- _Exercise brief_
Reproduce the lines of the listing below verbatim, beginning with the line that contains "e.g. [(576, 228)]" and ending with the line that contains "[(329, 272), (248, 293)]".

- _Extracted records_
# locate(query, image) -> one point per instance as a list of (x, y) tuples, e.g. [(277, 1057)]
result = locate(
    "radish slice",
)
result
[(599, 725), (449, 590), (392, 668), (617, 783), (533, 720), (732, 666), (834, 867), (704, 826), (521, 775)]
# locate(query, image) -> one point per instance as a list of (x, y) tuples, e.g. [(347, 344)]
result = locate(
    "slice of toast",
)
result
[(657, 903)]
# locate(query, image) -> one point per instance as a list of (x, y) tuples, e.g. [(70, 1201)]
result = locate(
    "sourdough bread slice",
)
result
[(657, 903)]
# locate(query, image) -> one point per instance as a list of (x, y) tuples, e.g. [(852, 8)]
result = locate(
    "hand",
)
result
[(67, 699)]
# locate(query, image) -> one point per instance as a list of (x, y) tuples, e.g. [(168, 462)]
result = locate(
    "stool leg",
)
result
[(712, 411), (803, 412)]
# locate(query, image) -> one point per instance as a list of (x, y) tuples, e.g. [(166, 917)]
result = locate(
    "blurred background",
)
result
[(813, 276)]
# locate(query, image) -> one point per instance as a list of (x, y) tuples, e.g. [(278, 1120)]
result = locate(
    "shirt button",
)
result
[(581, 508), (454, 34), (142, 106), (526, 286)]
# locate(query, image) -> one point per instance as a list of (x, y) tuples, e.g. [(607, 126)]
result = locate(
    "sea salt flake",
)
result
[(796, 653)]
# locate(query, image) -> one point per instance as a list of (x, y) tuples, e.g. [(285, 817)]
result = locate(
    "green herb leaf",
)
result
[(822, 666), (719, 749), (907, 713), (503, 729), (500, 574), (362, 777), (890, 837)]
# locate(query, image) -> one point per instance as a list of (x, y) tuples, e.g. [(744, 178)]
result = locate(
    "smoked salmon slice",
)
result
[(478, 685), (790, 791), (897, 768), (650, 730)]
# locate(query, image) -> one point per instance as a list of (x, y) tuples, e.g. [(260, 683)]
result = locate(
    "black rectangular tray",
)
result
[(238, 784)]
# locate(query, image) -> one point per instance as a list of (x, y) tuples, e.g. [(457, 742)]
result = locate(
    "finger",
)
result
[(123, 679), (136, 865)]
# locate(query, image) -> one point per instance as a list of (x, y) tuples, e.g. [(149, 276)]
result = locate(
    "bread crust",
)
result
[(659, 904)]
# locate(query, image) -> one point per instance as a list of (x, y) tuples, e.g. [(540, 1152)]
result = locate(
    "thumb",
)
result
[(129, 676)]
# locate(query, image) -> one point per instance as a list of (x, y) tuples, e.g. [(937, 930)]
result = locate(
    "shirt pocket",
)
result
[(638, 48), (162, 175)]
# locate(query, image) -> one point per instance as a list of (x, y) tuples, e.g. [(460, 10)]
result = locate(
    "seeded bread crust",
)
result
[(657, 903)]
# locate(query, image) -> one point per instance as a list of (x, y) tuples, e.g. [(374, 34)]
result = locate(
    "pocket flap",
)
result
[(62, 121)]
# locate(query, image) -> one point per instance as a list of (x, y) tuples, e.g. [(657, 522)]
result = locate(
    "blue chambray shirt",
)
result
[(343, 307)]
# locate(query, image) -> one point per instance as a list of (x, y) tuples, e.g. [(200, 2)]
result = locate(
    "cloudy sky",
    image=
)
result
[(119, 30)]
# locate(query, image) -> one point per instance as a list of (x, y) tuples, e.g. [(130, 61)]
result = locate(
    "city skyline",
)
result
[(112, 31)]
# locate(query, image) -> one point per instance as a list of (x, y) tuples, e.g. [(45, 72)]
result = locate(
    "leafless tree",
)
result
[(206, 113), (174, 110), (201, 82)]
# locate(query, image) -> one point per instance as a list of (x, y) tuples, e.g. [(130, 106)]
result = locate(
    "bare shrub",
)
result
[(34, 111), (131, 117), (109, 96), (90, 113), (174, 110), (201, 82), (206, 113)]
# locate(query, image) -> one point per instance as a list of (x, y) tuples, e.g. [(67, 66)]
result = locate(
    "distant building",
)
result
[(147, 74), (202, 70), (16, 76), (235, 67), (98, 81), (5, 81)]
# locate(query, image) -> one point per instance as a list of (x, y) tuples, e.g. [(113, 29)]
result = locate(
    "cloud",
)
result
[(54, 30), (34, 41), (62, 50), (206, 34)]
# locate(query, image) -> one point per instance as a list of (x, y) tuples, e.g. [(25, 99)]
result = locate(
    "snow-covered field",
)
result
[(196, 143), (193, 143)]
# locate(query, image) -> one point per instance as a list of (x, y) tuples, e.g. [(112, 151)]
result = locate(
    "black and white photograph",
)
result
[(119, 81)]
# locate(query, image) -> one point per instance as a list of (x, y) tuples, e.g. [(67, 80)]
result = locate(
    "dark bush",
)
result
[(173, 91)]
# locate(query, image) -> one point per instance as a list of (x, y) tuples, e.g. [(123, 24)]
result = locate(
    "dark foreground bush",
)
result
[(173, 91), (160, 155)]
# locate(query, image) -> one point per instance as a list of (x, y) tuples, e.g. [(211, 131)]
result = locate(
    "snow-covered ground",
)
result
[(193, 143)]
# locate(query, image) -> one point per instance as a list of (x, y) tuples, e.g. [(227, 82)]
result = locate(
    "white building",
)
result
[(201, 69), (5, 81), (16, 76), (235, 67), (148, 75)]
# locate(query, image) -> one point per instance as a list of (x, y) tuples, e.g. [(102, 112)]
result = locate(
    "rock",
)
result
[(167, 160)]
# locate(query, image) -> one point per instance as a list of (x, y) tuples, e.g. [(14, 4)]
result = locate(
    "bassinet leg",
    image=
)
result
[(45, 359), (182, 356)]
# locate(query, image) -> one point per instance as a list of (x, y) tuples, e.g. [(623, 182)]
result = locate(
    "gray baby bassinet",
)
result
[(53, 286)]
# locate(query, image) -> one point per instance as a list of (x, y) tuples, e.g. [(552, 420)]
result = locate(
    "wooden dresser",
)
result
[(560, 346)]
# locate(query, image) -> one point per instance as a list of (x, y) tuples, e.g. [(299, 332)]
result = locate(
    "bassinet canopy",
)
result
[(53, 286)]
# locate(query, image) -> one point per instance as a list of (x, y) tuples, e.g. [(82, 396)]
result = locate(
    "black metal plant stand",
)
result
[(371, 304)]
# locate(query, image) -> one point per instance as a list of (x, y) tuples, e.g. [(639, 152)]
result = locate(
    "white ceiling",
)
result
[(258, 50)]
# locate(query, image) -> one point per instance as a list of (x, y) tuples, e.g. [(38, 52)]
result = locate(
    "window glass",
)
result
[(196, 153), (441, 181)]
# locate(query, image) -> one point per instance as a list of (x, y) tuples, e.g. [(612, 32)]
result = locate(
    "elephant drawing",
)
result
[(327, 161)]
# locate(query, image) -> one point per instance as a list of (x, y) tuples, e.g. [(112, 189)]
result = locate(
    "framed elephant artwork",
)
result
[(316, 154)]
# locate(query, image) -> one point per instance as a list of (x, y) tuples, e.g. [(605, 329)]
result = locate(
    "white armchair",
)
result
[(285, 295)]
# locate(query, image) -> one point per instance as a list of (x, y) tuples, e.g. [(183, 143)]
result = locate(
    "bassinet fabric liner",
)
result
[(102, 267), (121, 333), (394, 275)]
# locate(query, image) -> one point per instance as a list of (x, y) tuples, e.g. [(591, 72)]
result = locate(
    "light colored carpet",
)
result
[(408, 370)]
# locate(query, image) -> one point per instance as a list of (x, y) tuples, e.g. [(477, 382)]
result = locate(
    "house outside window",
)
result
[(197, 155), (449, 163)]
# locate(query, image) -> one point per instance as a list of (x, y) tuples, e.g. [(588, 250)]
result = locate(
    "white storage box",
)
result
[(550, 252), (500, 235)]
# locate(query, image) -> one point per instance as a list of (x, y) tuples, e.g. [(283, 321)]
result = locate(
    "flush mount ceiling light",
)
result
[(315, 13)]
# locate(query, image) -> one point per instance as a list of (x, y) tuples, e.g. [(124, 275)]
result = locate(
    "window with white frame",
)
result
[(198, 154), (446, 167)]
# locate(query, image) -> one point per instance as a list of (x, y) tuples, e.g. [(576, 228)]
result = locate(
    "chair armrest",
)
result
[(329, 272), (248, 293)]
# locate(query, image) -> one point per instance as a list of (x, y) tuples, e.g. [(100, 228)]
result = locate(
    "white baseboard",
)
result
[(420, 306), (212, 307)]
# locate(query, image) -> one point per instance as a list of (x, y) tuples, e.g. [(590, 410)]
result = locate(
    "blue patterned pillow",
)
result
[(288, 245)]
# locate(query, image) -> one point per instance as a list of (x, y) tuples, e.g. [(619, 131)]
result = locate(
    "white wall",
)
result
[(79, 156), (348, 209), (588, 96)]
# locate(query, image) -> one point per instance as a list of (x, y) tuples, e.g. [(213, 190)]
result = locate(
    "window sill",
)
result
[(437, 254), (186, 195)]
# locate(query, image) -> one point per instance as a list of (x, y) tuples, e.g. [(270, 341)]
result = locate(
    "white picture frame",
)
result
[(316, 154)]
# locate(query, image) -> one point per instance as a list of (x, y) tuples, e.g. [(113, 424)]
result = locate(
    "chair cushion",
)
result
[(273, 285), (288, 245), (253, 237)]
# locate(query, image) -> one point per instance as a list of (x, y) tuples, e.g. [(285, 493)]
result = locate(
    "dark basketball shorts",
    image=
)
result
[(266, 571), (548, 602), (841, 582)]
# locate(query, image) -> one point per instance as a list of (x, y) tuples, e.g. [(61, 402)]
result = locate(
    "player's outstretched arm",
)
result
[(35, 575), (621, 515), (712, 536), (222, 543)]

- _Problem solution_
# locate(query, image) -> one point per instance as a list of (x, y) tuples, e.g. [(576, 228)]
result = locate(
    "chair armrest",
)
result
[(329, 272), (248, 293)]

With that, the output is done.